_Task data_:
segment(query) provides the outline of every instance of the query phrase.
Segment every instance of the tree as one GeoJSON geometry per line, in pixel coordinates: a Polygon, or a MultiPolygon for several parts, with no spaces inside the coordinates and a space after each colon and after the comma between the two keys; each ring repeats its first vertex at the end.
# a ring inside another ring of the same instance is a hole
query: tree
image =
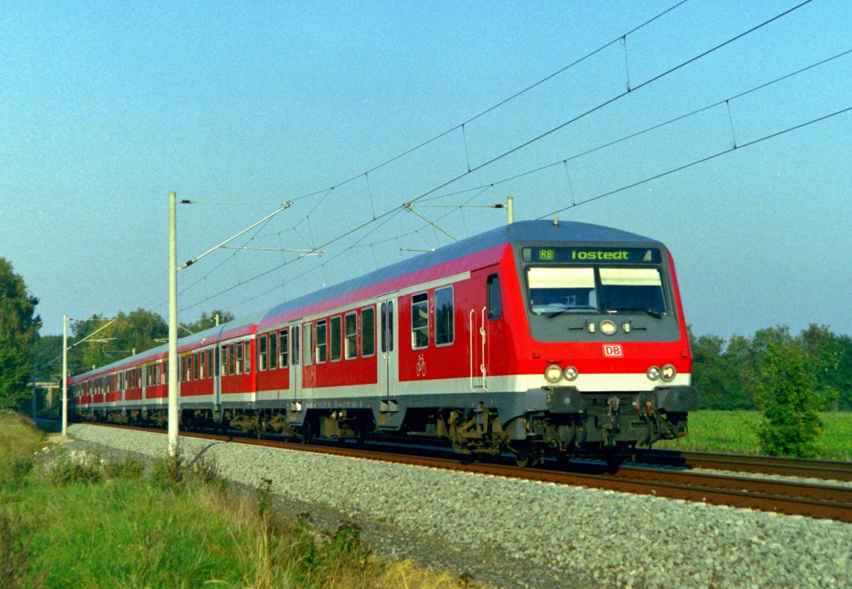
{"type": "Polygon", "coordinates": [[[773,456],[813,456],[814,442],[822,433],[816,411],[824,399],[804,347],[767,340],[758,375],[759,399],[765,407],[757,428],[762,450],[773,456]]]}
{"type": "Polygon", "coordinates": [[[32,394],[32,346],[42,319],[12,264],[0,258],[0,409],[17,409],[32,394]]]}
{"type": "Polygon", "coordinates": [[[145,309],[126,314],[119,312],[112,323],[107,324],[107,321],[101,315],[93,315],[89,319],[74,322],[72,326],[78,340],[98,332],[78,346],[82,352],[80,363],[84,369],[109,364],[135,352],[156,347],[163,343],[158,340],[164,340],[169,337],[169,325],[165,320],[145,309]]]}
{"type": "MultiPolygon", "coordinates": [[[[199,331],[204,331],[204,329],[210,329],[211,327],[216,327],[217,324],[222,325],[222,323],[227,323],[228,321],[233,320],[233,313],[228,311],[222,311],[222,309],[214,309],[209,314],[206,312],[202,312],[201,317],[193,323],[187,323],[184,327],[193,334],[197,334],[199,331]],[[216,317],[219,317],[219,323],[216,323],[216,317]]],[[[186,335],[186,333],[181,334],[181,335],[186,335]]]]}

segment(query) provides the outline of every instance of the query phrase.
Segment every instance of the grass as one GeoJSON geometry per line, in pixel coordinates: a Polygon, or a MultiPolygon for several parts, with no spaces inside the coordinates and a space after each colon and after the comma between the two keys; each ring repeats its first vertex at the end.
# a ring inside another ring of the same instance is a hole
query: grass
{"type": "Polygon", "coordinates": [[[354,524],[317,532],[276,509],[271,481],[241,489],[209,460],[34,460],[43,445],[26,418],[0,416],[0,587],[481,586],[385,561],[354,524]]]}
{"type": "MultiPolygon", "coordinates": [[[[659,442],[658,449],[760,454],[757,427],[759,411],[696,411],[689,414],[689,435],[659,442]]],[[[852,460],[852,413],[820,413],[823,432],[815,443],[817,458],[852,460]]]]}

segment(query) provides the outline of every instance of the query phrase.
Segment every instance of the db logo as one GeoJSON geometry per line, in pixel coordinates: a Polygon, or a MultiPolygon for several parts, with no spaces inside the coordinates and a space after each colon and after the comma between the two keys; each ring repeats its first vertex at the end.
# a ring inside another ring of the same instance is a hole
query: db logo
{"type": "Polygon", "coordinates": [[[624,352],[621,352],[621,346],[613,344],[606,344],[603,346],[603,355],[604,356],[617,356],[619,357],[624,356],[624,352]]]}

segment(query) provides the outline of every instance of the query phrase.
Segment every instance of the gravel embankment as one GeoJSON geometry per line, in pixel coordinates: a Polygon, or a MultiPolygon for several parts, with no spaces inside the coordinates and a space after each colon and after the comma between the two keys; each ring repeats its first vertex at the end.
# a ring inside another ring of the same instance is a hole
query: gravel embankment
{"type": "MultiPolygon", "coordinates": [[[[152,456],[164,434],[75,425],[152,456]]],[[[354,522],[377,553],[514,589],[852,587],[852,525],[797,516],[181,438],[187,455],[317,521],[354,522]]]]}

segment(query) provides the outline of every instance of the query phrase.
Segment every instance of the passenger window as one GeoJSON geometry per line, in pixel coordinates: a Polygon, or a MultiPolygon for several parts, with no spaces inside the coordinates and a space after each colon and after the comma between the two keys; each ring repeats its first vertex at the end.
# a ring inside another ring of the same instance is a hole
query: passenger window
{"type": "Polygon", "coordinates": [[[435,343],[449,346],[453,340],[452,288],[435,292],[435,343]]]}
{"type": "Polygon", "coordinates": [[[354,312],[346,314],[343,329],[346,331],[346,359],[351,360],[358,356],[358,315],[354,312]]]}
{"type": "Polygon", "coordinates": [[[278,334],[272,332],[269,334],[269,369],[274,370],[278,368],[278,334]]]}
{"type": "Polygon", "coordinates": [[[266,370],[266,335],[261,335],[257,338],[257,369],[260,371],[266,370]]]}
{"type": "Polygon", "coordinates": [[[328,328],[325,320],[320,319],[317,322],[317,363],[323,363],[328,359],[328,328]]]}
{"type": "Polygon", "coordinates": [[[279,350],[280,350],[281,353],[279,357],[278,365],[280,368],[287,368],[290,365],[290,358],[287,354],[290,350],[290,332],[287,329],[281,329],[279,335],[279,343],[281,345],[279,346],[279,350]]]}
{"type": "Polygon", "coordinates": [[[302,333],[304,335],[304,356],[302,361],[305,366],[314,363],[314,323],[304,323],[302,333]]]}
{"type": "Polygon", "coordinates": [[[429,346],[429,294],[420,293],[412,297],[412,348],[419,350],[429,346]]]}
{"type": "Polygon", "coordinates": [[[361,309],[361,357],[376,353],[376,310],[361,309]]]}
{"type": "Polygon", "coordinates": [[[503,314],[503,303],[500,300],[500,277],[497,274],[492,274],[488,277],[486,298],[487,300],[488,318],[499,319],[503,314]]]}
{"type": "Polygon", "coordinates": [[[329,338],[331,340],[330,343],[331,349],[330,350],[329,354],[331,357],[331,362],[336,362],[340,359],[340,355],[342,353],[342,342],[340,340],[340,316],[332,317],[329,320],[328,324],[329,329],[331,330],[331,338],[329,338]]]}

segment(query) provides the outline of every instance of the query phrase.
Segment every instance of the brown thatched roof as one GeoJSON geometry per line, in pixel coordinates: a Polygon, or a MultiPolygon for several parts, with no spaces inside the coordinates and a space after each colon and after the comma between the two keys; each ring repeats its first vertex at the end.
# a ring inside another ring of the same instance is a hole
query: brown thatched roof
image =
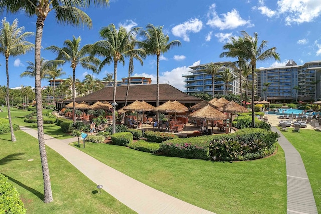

_Exercise objective_:
Count the lines in the material above that contain the string "embankment", and reply with that number alone.

_Full solution_:
2